## Der Textauszug
Ameer am Checkpoint

Ameer bei seiner frühmorgendlichen Arbeit am Checkpoint ©EAPPI
Ameer bei seiner frühmorgendlichen Arbeit am Checkpoint ©EAPPI

Ameer* ist viel länger und öfter als wir am engen Checkpoint 300 in Bethlehem anwesend. Wenn wir morgens um 4 Uhr erscheinen, ist er oft schon dort. Er hat sich am Ende des Betonganges einen Hochstuhl gebastelt, den er ankettet, damit er ihn täglich wiederfindet. Dort sitzt er oft stundenlang und lässt die Tausenden vorbeiziehen, die nach Israel rübergehen, um – meist auf den Baustellen – Geld zu verdienen, da es auf palästinensischer Seite zu wenig Arbeit gibt. Ameer verkauft mit großer Geschicklichkeit beim Geldwechseln seine fünf verschiedenen Telefonkarten durch das Gitter an die durchgehenden und manchmal regelrecht durchschiebenden Palästinenser. Sie müssen jeden Tag demütigendes Warten, Kontrolliert-werden, zeitweiliges Schließen der klappernden Drehkreuze und entwürdigende Kontrollen durchlaufen und erdulden dies zumeist mit großer Langmut. Selbst junge Männer, die sich auf der Ebene der Gitter an der Schlange vorbeihangeln, um etwas schneller durchzukommen, werden von ihren Kollegen locker akzeptiert, wenn sie vorn wieder herunterkommen und sich einreihen. Nachher sieht man sie manchmal auf der anderen Seite der Kontrollen routiniert -schnell oder auch mühsam- ihre Gürtel wieder durch die Hosenschlaufen ziehen.

## Was zu tun ist
Schreib den Textauszug über Ameer am Checkpoint weiter, direkt nach seinem letzten Satz. Die Daten braucht man hierfür nicht.

## Gegebene Daten
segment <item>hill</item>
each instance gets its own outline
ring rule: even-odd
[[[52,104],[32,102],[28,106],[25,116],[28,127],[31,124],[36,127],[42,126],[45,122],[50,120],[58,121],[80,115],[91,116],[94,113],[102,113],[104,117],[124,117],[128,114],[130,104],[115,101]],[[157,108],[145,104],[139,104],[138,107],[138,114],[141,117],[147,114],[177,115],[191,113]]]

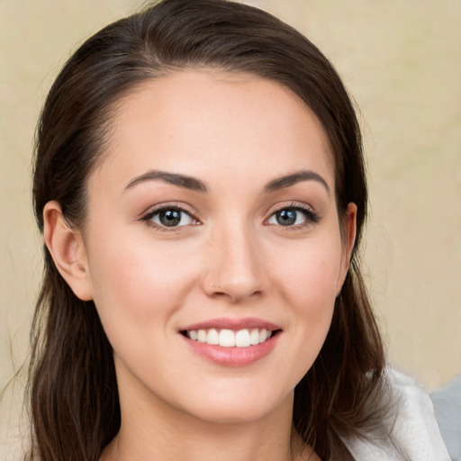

## Die Antwort
Bethlehem Checkpoint 300 passieren jeden Morgen etwa 6000 Menschen ©EAPPI
Bethlehem Checkpoint 300 passieren jeden Morgen etwa 6000 Menschen ©EAPPI

Ich frage Ameer, was das gerade und vorher schon zweimal – in der gedrängten Masse zu hörende Wort eines Einzelnen und das folgende Raunen von Hunderten bedeutet habe: Einer hat gerufen: Allah u Akbar (Gott ist groß) und so viele hatten halb murmelnd, halb rufend diesen Ruf wiederholt. Ich denke mir: Das ist für viele, die hier das Morgengebet verrichten, ein kollektives betendes Stöhnen über die Verhältnisse. Dieses Stöhnen und antwortende zustimmende Raunen auf den Ruf „Gott ist groß“ hilft über die mühselige Gegenwart hinweg. Es ist keine Vertröstung, sondern Stärkung im dauerhaften Widerstehen und Hoffen.

Auch Ameer träumt von besseren Zeiten; er hat so manches Wort an die Wände geschrieben, das sich auf Gandhi oder andere Vorbilder bezieht; er träumt auch, über mich an ein neues Auto aus Deutschland zu kommen; manchmal träumt er sich weg, glaube ich. Und nach einem solchen Tagtraum kritzelt er Visionen an die Wand. Die meisten dort sind erklärtermaßen von ihm.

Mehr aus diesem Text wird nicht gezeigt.